Brief —
Pick up the biography of the sculptor Jean Roulland below after its last sentence and continue writing it.

Provided passage —
- Born: 29 March 1931 Croix, France
- Died: 14 February 2021 (aged 89) Vieille-Église, France
- Occupation: Sculptor

= Jean Roulland =

French sculptor (1931–2021)

Jean Roulland (29 March 1931 – 14 February 2021) was a French sculptor.

==Biography==
Roulland was one of the artists in the Groupe de Roubaix, alongside Eugène Dodeigne, Germaine Richier, Alfred Manessier, and André Lanskoy. He attended the École des beaux-arts de Roubaix and worked in a ceramics factory before dedicating himself to sculpture full-time in 1960. He lived in Ardèche from 1963 to 1967 before settling permanently in French Flanders. He was influenced by the works of Constantin Brâncuși, creating sculptures in wood, ceramic, and stone. Later in his career, he became fascinated with bronze works, creating many of the sort in his studio. In 1995, he created a series of terracotta heads.

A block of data
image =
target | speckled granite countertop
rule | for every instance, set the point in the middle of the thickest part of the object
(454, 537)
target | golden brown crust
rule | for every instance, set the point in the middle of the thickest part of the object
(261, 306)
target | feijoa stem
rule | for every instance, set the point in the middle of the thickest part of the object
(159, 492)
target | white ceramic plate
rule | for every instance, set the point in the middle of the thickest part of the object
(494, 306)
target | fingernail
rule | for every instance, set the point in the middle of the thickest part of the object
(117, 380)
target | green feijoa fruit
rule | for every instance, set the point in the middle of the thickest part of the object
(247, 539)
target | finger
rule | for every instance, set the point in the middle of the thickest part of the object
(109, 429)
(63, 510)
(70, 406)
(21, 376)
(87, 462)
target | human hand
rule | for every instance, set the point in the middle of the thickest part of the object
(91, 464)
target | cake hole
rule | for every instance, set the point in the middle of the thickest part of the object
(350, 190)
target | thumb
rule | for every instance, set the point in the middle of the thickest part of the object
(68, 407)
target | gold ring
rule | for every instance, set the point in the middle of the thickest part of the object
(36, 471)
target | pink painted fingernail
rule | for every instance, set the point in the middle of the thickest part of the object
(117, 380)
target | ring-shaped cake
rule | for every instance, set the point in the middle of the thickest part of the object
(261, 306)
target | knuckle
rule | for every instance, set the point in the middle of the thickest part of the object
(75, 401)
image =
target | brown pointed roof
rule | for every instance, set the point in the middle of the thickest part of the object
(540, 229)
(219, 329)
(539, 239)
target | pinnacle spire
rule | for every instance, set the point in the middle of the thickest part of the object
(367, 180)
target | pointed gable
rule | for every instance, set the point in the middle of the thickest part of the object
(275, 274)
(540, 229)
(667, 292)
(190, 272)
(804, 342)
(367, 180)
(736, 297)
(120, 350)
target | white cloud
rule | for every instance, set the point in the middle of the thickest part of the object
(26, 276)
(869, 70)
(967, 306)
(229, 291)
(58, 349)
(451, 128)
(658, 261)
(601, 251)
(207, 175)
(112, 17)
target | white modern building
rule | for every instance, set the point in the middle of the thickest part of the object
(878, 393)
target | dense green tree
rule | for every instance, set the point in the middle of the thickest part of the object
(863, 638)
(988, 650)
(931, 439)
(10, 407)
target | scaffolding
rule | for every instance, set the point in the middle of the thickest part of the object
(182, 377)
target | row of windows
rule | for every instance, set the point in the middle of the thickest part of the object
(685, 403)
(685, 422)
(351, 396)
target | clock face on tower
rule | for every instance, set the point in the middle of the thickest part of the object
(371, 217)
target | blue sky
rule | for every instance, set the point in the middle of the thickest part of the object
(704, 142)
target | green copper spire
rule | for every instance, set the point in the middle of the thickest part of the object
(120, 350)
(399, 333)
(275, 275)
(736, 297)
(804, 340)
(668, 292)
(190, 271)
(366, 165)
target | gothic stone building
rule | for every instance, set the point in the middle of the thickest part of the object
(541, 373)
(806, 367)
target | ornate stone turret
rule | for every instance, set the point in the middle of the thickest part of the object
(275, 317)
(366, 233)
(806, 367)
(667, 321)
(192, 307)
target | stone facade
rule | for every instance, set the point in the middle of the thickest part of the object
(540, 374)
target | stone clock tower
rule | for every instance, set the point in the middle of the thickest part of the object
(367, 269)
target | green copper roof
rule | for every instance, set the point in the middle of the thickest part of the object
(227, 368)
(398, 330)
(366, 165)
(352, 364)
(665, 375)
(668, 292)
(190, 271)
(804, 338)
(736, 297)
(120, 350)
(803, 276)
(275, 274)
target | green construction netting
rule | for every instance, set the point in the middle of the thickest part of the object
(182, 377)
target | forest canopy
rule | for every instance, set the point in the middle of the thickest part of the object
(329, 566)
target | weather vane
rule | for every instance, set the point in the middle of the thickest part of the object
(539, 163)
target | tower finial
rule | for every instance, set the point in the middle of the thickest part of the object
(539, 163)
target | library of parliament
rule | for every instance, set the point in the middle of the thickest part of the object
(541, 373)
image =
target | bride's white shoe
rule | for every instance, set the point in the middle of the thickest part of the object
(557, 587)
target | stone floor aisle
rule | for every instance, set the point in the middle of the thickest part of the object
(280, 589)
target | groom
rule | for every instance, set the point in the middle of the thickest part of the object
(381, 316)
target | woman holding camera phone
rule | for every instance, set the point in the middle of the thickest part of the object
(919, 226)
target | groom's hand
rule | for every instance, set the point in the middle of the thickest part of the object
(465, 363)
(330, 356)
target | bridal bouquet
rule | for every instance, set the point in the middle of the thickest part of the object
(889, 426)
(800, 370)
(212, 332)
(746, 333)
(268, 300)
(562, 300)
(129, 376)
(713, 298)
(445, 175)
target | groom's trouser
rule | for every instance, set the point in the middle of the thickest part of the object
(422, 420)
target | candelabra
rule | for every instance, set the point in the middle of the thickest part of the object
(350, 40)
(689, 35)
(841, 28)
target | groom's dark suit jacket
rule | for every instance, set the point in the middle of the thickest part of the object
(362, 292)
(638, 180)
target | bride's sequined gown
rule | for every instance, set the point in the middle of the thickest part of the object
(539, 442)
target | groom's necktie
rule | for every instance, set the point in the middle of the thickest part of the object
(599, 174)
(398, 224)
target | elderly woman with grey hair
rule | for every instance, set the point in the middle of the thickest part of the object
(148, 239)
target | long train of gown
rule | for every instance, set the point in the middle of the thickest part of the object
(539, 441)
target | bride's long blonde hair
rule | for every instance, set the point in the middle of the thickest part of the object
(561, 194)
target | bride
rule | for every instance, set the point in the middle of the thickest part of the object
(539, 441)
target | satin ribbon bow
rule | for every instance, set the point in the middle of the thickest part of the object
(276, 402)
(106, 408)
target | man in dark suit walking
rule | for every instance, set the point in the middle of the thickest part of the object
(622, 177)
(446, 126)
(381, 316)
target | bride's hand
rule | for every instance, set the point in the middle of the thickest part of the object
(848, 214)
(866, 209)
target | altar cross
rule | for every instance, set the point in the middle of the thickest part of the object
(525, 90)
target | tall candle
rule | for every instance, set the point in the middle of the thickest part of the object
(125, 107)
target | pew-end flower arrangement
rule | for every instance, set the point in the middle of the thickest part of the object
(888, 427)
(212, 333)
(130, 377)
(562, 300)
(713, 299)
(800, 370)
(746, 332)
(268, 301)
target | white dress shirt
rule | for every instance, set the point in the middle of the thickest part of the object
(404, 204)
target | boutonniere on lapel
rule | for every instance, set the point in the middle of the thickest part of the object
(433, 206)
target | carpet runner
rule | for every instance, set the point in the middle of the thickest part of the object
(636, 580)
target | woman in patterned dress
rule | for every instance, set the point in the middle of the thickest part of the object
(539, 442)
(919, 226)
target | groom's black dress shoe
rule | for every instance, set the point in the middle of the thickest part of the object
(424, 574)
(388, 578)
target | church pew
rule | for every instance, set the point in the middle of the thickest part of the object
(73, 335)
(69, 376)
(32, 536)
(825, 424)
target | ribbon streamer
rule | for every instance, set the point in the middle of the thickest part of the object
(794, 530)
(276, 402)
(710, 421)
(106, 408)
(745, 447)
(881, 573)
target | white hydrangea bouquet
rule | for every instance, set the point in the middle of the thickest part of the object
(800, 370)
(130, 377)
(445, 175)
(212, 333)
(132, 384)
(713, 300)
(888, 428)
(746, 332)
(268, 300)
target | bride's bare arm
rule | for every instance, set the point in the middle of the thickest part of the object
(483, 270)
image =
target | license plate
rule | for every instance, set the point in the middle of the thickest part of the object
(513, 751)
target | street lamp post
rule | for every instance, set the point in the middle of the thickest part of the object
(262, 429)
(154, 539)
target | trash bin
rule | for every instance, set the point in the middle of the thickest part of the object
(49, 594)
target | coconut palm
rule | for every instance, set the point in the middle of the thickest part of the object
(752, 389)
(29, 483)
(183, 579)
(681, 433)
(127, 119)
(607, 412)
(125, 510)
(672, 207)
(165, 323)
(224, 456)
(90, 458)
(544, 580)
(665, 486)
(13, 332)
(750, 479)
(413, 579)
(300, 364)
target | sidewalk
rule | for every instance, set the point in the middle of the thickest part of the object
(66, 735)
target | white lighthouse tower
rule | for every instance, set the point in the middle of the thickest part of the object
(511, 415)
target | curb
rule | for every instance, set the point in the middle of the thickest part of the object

Answer for the task —
Roulland received the Prix Rodin and the Prix Lenchener in Paris in 1972 and the Kotaro Takamura Grand Prize in Hakone, Japan. His works were exhibited at the Hospice Comtesse in Lille in 1991. In 2010, he was awarded the Prix de Sculpture Maria Pilar de la Béraudière by the Académie des Beaux-Arts. In 2013, a series of exhibitions were displayed in his honor at various places in Nord-Pas-de-Calais.

Roulland died in Vieille-Église on 14 February 2021, at the age of 89.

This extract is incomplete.